**Description of the task**: Every line below that holds the string "helmet" must be copied.

(Natural language region descriptions)
++++++++++++++++++++

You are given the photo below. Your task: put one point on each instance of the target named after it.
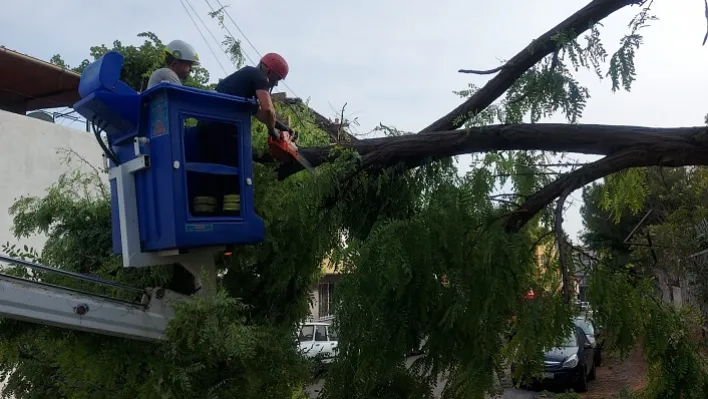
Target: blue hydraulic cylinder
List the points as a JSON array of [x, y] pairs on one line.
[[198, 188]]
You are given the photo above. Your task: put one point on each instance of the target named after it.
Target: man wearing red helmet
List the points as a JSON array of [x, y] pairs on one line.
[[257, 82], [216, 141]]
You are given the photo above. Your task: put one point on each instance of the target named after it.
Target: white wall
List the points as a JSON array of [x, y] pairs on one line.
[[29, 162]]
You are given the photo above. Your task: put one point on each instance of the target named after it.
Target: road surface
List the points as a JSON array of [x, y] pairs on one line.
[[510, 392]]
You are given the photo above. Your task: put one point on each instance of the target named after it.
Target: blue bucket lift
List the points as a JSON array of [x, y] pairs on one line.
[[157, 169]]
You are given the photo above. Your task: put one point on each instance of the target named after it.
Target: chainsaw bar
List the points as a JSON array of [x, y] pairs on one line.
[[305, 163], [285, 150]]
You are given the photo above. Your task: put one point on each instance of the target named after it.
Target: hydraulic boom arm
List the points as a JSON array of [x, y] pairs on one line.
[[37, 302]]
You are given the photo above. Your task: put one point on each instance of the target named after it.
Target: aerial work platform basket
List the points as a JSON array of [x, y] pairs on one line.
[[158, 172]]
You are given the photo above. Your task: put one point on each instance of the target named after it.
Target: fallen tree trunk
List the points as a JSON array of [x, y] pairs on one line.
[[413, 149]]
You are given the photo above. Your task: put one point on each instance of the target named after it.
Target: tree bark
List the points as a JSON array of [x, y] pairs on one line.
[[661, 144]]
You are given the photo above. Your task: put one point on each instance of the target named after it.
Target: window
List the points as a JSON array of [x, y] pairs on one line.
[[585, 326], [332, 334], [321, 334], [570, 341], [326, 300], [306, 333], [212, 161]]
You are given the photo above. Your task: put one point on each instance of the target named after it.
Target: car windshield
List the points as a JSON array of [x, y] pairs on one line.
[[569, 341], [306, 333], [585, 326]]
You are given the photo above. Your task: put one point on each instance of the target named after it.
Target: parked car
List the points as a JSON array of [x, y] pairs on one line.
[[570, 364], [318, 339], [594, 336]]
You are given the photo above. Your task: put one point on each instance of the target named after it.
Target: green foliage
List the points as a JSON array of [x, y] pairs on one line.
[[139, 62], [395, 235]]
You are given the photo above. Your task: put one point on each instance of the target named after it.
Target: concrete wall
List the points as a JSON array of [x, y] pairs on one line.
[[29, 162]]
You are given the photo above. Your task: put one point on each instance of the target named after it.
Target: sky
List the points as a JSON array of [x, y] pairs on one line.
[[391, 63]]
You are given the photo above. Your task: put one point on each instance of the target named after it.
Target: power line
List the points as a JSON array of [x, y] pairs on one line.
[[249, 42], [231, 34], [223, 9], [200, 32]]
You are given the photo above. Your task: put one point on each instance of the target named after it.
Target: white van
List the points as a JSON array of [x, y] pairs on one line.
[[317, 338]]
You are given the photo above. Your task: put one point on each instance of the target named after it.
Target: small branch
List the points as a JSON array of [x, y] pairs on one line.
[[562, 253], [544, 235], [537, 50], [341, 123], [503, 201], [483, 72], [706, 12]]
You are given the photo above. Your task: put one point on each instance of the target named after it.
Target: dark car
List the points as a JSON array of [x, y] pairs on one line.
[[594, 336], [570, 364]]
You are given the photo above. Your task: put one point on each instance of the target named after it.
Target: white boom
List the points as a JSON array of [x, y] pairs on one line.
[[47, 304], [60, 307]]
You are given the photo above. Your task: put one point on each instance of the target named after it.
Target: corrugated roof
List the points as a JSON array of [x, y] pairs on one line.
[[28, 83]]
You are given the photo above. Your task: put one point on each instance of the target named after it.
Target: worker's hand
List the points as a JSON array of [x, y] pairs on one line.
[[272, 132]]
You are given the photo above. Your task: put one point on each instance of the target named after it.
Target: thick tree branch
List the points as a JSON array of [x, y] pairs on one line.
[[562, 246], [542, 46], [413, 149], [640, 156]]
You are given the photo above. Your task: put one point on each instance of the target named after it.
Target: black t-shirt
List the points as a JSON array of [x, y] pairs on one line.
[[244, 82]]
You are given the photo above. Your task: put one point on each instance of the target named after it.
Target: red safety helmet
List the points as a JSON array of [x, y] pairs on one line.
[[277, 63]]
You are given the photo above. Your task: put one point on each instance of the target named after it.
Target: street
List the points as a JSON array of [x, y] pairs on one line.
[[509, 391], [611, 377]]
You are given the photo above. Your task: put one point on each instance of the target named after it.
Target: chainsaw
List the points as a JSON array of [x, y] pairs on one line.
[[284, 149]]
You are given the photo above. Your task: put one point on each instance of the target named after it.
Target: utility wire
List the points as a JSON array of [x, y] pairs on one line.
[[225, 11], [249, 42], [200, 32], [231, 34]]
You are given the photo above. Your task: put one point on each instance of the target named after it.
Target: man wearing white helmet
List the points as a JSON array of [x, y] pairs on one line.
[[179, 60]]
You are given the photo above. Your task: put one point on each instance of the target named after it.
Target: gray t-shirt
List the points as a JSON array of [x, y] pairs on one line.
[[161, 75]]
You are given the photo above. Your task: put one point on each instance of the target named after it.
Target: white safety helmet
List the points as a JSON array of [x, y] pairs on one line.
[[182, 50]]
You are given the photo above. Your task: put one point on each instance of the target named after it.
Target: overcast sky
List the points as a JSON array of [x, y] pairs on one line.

++++++++++++++++++++

**Solution below**:
Target: man wearing red helmet
Target: red safety helmet
Target: man wearing white helmet
Target: white safety helmet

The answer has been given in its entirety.